* _Your instructions_
For this task, retype the records below exactly.

Natural language region descriptions:
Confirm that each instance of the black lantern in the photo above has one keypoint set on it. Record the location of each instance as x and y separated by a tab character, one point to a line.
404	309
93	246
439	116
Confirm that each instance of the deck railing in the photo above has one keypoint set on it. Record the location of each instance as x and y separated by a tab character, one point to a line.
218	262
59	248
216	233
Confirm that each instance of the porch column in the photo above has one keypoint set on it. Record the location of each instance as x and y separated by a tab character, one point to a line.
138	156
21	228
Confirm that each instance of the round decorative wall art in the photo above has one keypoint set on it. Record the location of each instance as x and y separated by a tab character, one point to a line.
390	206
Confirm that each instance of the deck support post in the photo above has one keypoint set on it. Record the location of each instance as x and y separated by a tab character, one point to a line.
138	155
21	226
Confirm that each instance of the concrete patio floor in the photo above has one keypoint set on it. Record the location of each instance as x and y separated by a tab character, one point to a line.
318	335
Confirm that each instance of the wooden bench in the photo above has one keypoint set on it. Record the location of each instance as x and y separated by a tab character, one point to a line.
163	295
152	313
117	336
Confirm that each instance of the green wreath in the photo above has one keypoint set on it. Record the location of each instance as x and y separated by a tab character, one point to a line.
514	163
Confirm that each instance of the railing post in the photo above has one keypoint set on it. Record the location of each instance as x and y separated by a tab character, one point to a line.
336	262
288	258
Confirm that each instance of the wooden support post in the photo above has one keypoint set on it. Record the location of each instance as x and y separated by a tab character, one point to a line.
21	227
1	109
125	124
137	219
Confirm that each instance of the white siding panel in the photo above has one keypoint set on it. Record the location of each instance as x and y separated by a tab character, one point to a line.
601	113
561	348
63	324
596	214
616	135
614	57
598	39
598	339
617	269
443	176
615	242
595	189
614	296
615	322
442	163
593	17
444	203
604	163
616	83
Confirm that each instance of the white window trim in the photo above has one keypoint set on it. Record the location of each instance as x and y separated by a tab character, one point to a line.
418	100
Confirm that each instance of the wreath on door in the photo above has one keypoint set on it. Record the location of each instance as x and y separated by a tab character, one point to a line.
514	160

* _Problem solution_
Confirm that each instance of the black lantern in the photo above has one keypoint set on it. Record the location of each instance as x and y separated by a tab character, one point to a line.
404	309
93	246
439	116
Confirm that each instance of the deck railing in the photo above has one keypoint set on it. Record the location of each instance as x and y separated by a tab character, one point to a line.
218	262
59	248
216	233
Confirm that each instance of the porch column in the photo above has one keypoint set on it. Record the location of each instance as x and y separated by a tab character, one point to a line.
138	156
21	228
Confirm that each instance of the round decorative wall art in the photo above has one keypoint set on it. Record the location of each instance as x and y separated by a tab character, one point to a line.
390	206
Confirm that each instance of the deck support post in the photo above has one keypoint set on it. Record the location of each instance as x and y separated by a tab character, one point to a line.
138	155
21	226
Confirm that each instance of the concrete patio floor in the photo above has one keypoint set on it. Record the location of each instance as x and y separated by a tab character, one point to a line.
318	335
Confirm that each instance of the wooden bench in the photo above has one keypoint set on it. Record the location of each instance as x and y separated by a tab character, one point to a line.
163	295
152	313
117	336
Confirm that each instance of the green wreath in the photo above has one keypoint set on it. Record the location of each instance as x and y separated by a tab character, one point to a line.
514	163
Confirm that each instance of the railing post in the photo above has one keypoint set on it. Record the location of each instance as x and y separated by a tab character, one point to a line.
336	262
288	258
Confirm that each instance of the wooden support post in the photo above has one keypoint set on it. Record the location of each instance as x and y separated by a tab character, one point to a line.
21	227
1	109
125	124
137	219
Confirm that each instance of the white siding panel in the photo above has one keypoint set on it. Record the location of each instance as x and y separated by a tab character, one point to a line.
601	113
561	348
63	324
596	214
616	135
614	57
598	39
598	339
617	269
443	176
615	242
595	189
614	296
615	322
442	163
593	17
444	203
604	163
616	83
Confirm that each instance of the white window trim in the photo above has one keypoint set on it. Record the location of each instance as x and y separated by a tab character, one point to a line.
418	100
Confirm that each instance of the wreath on door in the photo above has one keypoint set on it. Record the location of each instance as x and y separated by a tab character, one point to a line.
514	160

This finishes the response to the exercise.